What this task involves: Copy out the entries below word for word, starting at the line that contains "Point out the car headrest" and continuing through the final line.

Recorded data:
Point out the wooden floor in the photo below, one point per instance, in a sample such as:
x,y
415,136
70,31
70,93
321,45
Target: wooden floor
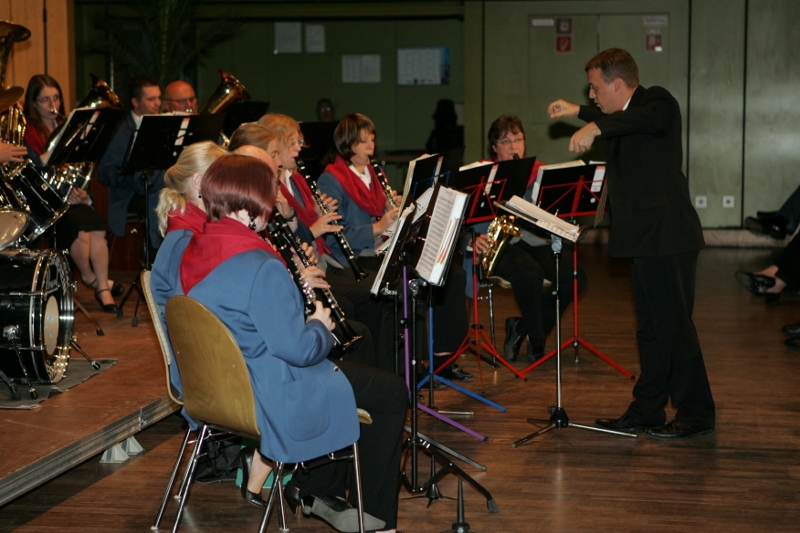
x,y
744,478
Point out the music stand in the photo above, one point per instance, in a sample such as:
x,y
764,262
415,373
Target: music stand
x,y
156,146
487,184
569,192
558,230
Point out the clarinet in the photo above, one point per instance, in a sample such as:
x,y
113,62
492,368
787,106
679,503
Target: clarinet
x,y
340,238
286,242
387,190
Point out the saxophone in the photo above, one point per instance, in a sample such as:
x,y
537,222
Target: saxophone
x,y
286,242
340,238
500,231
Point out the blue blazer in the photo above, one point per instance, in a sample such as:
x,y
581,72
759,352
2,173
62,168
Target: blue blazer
x,y
305,404
357,223
123,187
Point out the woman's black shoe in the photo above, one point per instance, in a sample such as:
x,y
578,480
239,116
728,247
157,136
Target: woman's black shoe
x,y
513,338
245,463
106,308
758,284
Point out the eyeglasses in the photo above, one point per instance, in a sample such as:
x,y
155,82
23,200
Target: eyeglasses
x,y
45,99
509,142
182,101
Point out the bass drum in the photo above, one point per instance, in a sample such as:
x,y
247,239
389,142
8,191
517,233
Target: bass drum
x,y
30,191
36,298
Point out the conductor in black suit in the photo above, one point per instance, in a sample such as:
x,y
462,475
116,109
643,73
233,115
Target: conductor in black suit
x,y
653,223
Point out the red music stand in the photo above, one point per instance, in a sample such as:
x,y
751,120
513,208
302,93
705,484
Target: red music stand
x,y
488,190
570,188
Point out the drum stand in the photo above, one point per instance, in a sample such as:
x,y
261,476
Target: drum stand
x,y
558,416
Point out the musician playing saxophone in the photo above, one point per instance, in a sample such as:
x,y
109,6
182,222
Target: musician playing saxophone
x,y
367,213
527,262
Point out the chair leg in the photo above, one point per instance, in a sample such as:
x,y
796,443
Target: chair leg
x,y
204,432
275,492
172,479
359,492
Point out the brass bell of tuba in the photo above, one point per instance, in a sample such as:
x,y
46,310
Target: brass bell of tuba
x,y
100,97
12,120
500,231
228,91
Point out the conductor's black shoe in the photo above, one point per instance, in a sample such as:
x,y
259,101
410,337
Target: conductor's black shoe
x,y
624,422
793,343
534,353
755,283
772,225
455,373
791,329
513,338
677,430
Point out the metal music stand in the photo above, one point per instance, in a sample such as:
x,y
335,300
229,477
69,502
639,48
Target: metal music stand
x,y
572,192
549,223
397,258
487,185
156,146
85,136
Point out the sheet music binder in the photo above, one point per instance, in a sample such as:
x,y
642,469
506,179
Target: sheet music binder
x,y
161,138
490,183
85,136
570,189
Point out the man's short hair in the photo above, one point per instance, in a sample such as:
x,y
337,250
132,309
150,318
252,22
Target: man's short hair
x,y
615,63
135,89
502,126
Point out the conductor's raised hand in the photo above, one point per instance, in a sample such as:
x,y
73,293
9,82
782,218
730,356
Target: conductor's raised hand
x,y
323,314
562,108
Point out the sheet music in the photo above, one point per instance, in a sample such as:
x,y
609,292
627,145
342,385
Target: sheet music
x,y
376,285
542,218
442,230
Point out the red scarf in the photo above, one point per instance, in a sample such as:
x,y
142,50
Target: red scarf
x,y
305,211
192,219
372,200
217,242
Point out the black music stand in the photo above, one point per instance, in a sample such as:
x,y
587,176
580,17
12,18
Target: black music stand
x,y
397,258
558,230
85,136
570,192
487,184
156,146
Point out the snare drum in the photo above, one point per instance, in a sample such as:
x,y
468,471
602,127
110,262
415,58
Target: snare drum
x,y
28,190
36,296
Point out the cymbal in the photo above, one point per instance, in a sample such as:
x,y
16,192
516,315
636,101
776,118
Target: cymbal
x,y
14,32
9,95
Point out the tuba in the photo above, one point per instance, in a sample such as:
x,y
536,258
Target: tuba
x,y
500,231
12,120
228,91
100,97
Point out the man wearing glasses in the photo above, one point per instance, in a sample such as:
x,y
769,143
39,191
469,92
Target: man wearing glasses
x,y
179,97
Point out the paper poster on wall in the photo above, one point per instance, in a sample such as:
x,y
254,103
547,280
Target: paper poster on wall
x,y
288,37
315,38
423,66
357,68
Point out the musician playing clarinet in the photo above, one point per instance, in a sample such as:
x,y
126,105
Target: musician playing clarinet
x,y
367,212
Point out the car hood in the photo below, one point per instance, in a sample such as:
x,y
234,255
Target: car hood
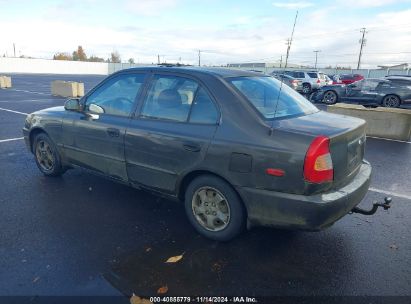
x,y
333,87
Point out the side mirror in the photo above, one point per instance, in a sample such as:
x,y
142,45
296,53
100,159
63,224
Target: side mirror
x,y
95,109
72,104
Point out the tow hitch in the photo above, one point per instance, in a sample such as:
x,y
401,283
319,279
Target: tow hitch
x,y
386,205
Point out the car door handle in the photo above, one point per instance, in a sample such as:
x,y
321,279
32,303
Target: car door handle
x,y
113,132
192,147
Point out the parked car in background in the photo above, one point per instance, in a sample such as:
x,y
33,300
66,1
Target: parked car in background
x,y
311,80
292,82
328,80
403,79
231,145
374,92
348,78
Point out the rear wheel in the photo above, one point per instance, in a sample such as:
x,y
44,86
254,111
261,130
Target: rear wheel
x,y
391,101
214,208
330,97
46,156
306,88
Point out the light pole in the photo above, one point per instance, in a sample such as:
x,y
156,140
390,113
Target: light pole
x,y
316,57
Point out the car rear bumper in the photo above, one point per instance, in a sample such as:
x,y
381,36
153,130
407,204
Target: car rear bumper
x,y
314,212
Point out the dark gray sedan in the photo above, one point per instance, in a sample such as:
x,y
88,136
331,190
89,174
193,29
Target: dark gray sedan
x,y
375,92
236,147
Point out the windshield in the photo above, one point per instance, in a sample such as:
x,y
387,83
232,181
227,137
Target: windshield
x,y
271,98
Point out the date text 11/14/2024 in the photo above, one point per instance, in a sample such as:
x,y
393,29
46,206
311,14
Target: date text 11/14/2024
x,y
203,299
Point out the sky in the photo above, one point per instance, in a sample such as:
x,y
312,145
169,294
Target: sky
x,y
226,31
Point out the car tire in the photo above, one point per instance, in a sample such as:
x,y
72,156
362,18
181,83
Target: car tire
x,y
391,101
330,97
214,208
306,88
46,155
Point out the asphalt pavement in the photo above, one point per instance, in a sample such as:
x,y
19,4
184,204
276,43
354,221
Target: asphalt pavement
x,y
83,235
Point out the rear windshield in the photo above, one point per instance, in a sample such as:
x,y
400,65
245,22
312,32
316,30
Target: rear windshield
x,y
271,98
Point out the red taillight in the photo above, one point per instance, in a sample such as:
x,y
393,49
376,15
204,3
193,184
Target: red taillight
x,y
318,165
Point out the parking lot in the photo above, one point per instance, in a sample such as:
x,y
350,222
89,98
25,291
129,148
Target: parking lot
x,y
84,235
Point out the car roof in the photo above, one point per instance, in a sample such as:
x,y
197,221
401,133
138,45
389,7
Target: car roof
x,y
394,77
198,71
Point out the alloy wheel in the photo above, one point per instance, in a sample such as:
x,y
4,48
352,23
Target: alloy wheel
x,y
44,155
211,209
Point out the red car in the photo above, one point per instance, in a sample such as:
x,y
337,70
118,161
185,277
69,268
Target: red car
x,y
347,78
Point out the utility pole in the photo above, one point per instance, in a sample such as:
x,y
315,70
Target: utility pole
x,y
290,41
316,55
362,41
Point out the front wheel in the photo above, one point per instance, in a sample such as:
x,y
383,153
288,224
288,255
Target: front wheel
x,y
391,101
214,208
46,156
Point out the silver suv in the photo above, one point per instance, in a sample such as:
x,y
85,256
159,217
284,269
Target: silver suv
x,y
311,80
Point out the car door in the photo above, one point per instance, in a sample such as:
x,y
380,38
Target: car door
x,y
94,137
353,92
171,131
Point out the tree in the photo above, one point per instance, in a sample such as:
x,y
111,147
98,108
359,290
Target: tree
x,y
115,57
79,55
62,56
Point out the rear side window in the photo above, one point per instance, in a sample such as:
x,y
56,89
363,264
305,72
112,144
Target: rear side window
x,y
179,99
270,98
203,109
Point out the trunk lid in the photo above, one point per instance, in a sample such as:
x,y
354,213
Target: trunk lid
x,y
347,140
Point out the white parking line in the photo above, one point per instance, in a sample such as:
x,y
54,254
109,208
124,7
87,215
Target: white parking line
x,y
11,139
390,193
403,141
12,111
25,91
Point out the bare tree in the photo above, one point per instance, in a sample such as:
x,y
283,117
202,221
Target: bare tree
x,y
79,55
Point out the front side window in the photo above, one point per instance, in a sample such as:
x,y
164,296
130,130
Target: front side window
x,y
179,99
117,96
369,85
270,98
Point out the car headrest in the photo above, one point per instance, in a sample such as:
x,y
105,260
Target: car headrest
x,y
169,98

Expected answer:
Point out the car headrest in the photo above, one point per instance, in a sample such as:
x,y
105,260
Target: car headrest
x,y
169,98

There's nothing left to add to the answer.